## Page excerpt
#####

This is the software repository for the Irrigation Controller project.

The hardware repository of the project can be found there:

I also blog about the project on my website under the hashtag #IoP - Internet of Plants. Some of the documentation here is a compressed version of the already existing or future blog posts there.


Let's face it: I'm a poor gardener. My main problem: Forgetting to water the plants. I'm thinking about this problem for many years now. Many ideas came to my mind, but I didn't actually start something in this regard.

In 2017, sometime between spring and summer, I stumbled across the Gardena MicroDrip system. It's a starter-kit that uses a (indeed very very small) pump within some sort of water reservoir. The last part was pretty important, because my balcony has no direct water tap. The kit came with some pipe, some drippers, the water pump and a very basic controller. The controller is able to do some fixed-interval programs, but you can't freely program it.


I'm aiming at more flexibility in regard to watering the plants. The basic idea is still to use fixed intervals, but drop waterings in case of rain or extend the watering time if the sun was shining heavily.

In the first step, I'm going to implement just the fixed interval watering. That's more or less what the simple Gardena controller can do, but with the addition of monitoring the water reservoir. This will allow me to receive alarms, when the water level is too low. Additionally, the pump won't run dry anymore as it does with the Gardena controller.

#####

## Problems to work on
(a) In the irrigation controller text, under what hashtag does the author blog about the project?
(b) Reproduce word for word everything in the irrigation controller text from "Let's face it: I'm" down to "in this regard.".
(c) Write the next part of the irrigation controller text, carrying on after its final sentence.

## Recorded data

#####

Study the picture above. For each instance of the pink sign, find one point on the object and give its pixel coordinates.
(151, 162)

#####

## Answers in order
(a) #IoP - Internet of Plants

(b)
Let's face it: I'm a poor gardener. My main problem: Forgetting to water the plants. I'm thinking about this problem for many years now. Many ideas came to my mind, but I didn't actually start something in this regard.

(c)
The second step will be adding more advanced logic to make the watering more flexible. The basic idea will be to still to use fixed intervals, but drop waterings in case of rain or extend the watering time if the sun was shining heavily. I'm planning to address this step much later this year.

Hardware platform

My hardware platform is based on an ESP32. I designed a base board with some relays, power supply, UART interfaces (for sensors, e.g. the fill level sensor for the reservoir) and the ESP-WROOM-32 module.

Irrigation Controller main board

On the top edge of the board are connectors for power, the relay outputs and the UARTs. The connectors are screw terminals which can be disconnected without loosening the screws, which might be handy when installing the hardware in its IP67 enclosure.

The design has two switching regulators: The first one is the main regulator for the 3.3V I use to power the ESP32 and all other digital stuff on the board. The second regulator is used to power the relays and external sensors. This regulator is normally off and can be activated via a GPIO of the ESP32. The UART level-shifters are also held in standby by default and can be powered up by the ESP32 on demand. I did this to reduce the power consumption as much as possible. I plan on driving the whole system on solar power sometime in the future. That's also the reason why I connected an ADC channel to the power input for voltage monitoring.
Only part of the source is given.